▶ **The problem**: Please copy out the entire listing below, line for line, with every character unchanged.

▶ **Task data**:

%%

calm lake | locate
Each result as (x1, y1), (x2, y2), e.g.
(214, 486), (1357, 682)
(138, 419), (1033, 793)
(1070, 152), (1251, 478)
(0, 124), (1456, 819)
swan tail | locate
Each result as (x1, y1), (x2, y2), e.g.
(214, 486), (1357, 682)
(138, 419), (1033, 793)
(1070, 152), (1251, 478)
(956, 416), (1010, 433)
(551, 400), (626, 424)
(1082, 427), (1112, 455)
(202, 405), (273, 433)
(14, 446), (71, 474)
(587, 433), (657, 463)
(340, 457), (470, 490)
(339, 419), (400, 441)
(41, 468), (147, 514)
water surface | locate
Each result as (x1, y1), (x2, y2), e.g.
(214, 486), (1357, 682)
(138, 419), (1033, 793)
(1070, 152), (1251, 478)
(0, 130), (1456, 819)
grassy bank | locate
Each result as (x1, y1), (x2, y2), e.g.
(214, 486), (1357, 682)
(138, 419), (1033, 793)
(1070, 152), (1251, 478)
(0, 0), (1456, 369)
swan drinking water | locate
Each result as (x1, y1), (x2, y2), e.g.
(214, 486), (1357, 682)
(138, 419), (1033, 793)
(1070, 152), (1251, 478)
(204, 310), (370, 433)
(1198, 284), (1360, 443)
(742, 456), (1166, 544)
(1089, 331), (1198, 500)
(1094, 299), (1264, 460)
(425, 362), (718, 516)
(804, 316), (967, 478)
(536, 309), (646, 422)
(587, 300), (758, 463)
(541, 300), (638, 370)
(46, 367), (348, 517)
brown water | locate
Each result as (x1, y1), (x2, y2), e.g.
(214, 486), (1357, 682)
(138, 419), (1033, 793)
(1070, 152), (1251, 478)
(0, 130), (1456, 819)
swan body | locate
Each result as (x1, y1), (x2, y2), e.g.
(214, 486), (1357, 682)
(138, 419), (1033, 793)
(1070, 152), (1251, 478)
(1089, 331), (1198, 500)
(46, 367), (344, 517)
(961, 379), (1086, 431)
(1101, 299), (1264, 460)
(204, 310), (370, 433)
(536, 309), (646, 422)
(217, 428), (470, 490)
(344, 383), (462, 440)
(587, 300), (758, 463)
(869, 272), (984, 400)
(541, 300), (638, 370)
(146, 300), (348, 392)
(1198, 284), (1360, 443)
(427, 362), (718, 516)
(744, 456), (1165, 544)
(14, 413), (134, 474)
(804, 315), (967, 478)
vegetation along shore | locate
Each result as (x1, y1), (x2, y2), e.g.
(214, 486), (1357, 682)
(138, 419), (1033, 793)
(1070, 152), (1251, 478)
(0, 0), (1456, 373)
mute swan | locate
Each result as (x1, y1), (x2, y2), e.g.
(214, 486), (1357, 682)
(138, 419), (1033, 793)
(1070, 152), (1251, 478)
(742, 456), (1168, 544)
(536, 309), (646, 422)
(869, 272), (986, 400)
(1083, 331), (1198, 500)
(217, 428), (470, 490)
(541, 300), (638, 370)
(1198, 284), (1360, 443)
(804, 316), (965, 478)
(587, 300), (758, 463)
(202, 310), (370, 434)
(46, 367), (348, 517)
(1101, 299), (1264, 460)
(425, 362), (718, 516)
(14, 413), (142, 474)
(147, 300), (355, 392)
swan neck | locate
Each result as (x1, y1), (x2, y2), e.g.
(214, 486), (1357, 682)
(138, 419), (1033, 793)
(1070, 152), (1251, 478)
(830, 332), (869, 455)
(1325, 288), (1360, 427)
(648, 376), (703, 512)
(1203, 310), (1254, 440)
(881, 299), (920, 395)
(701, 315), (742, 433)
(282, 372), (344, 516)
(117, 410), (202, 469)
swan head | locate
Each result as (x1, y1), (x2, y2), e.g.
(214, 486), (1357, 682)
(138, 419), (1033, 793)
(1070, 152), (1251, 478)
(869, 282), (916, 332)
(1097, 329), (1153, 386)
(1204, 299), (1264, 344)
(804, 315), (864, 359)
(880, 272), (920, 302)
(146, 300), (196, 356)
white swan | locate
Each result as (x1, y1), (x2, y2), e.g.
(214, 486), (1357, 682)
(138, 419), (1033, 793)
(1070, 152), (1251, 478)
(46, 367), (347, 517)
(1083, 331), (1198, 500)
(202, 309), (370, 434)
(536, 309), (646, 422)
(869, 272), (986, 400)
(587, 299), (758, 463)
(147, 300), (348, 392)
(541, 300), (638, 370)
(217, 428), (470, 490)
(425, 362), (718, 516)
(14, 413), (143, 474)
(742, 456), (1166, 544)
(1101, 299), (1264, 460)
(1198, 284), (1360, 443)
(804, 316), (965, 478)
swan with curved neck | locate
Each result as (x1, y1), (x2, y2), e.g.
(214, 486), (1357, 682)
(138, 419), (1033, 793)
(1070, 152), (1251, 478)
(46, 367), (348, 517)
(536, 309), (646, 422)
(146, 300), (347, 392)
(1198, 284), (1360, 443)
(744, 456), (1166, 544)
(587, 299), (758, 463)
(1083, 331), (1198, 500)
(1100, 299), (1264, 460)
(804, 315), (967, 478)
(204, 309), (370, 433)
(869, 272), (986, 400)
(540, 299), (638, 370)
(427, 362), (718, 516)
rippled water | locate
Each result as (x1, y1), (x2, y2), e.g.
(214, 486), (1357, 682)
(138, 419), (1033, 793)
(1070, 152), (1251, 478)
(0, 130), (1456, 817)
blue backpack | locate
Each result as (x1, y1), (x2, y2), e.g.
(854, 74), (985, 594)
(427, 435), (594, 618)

%%

▶ **Written solution**:
calm lake | locate
Each result as (x1, y1), (x2, y2), e.g.
(214, 486), (1357, 682)
(138, 419), (1033, 793)
(1070, 152), (1251, 478)
(0, 124), (1456, 819)
swan tail | locate
Each result as (x1, y1), (x2, y2), e.g.
(214, 486), (1357, 682)
(138, 419), (1033, 793)
(1070, 152), (1251, 478)
(956, 416), (1010, 433)
(551, 400), (626, 424)
(1082, 427), (1112, 455)
(202, 405), (273, 433)
(14, 446), (71, 474)
(587, 433), (657, 463)
(340, 457), (470, 490)
(339, 419), (400, 441)
(41, 468), (147, 514)
water surface | locate
Each result as (x1, y1), (x2, y2), e.g.
(214, 486), (1357, 682)
(138, 419), (1033, 793)
(1070, 152), (1251, 478)
(0, 130), (1456, 819)
grassy bank | locate
Each result as (x1, y1), (x2, y2), e.g.
(214, 486), (1357, 682)
(138, 419), (1033, 793)
(1070, 152), (1251, 478)
(0, 0), (1456, 369)
swan drinking water | locate
Each result as (x1, y1), (x2, y2), e.g.
(214, 486), (1357, 682)
(138, 419), (1033, 793)
(1070, 152), (1251, 478)
(204, 310), (370, 433)
(1198, 284), (1360, 443)
(742, 456), (1166, 544)
(1089, 331), (1198, 500)
(1094, 299), (1264, 460)
(425, 362), (718, 516)
(804, 316), (967, 478)
(536, 309), (646, 422)
(587, 300), (758, 463)
(541, 300), (638, 370)
(46, 367), (348, 517)
brown water | locate
Each result as (x1, y1), (x2, y2), e.g.
(214, 486), (1357, 682)
(138, 419), (1033, 793)
(1070, 152), (1251, 478)
(0, 130), (1456, 819)
swan body | locate
Each result as (x1, y1), (x2, y2), e.g.
(214, 486), (1357, 682)
(138, 419), (1033, 793)
(1070, 152), (1251, 478)
(1089, 331), (1198, 500)
(46, 367), (344, 517)
(961, 379), (1086, 431)
(1101, 299), (1264, 460)
(204, 310), (370, 433)
(536, 309), (646, 422)
(217, 428), (470, 490)
(344, 383), (462, 440)
(587, 300), (758, 463)
(869, 272), (984, 400)
(541, 300), (638, 370)
(146, 300), (348, 392)
(1198, 284), (1360, 443)
(427, 362), (718, 516)
(744, 456), (1165, 544)
(14, 413), (134, 474)
(804, 315), (967, 478)
vegetation along shore | locate
Each result as (x1, y1), (x2, y2), e.g.
(214, 486), (1357, 682)
(138, 419), (1033, 793)
(1070, 152), (1251, 478)
(0, 0), (1456, 373)
mute swan | locate
Each result as (x1, y1), (x2, y2), e.g.
(214, 486), (1357, 682)
(138, 419), (1033, 793)
(1070, 152), (1251, 478)
(742, 456), (1168, 544)
(536, 309), (646, 422)
(869, 272), (986, 400)
(1083, 331), (1198, 500)
(217, 428), (470, 490)
(541, 300), (638, 370)
(1198, 284), (1360, 443)
(804, 316), (965, 478)
(587, 300), (758, 463)
(202, 310), (370, 434)
(46, 367), (348, 517)
(1101, 299), (1264, 460)
(425, 362), (718, 516)
(14, 413), (142, 474)
(147, 300), (355, 392)
swan neck | locate
Each result as (x1, y1), (x2, y2), e.g.
(214, 486), (1357, 682)
(138, 419), (1033, 793)
(1070, 152), (1251, 478)
(830, 332), (869, 455)
(1325, 288), (1360, 427)
(648, 376), (703, 512)
(1203, 310), (1254, 440)
(881, 299), (920, 395)
(701, 315), (742, 433)
(282, 372), (344, 516)
(117, 410), (202, 469)
swan head | locate
Each result as (x1, y1), (x2, y2), e.g.
(214, 486), (1357, 682)
(138, 419), (1033, 793)
(1070, 152), (1251, 478)
(869, 282), (916, 332)
(1097, 329), (1153, 386)
(1204, 299), (1264, 344)
(804, 315), (864, 359)
(880, 272), (920, 302)
(146, 300), (196, 356)
white swan | locate
Each result as (x1, y1), (x2, y2), e.g.
(214, 486), (1357, 682)
(138, 419), (1033, 793)
(1070, 152), (1251, 478)
(46, 367), (347, 517)
(1083, 331), (1198, 500)
(202, 309), (370, 434)
(536, 309), (646, 422)
(869, 272), (986, 400)
(587, 299), (758, 463)
(147, 300), (348, 392)
(541, 300), (638, 370)
(217, 428), (470, 490)
(425, 362), (718, 516)
(14, 413), (143, 474)
(742, 456), (1166, 544)
(1101, 299), (1264, 460)
(1198, 284), (1360, 443)
(804, 316), (965, 478)
swan with curved neck | locate
Each result as (x1, y1), (x2, y2), e.g.
(214, 486), (1357, 682)
(138, 419), (1033, 793)
(1070, 152), (1251, 478)
(46, 367), (348, 517)
(536, 309), (646, 422)
(146, 300), (347, 392)
(1198, 284), (1360, 443)
(744, 456), (1166, 544)
(587, 299), (758, 463)
(1083, 331), (1198, 500)
(1100, 299), (1264, 460)
(804, 315), (967, 478)
(204, 309), (370, 433)
(869, 272), (986, 400)
(540, 299), (638, 370)
(427, 362), (718, 516)
rippled water | locate
Each result as (x1, y1), (x2, y2), e.g.
(214, 486), (1357, 682)
(138, 419), (1033, 793)
(1070, 152), (1251, 478)
(0, 130), (1456, 817)
blue backpack | locate
Each result as (x1, y1), (x2, y2), e.g.
(854, 74), (985, 594)
(427, 435), (594, 618)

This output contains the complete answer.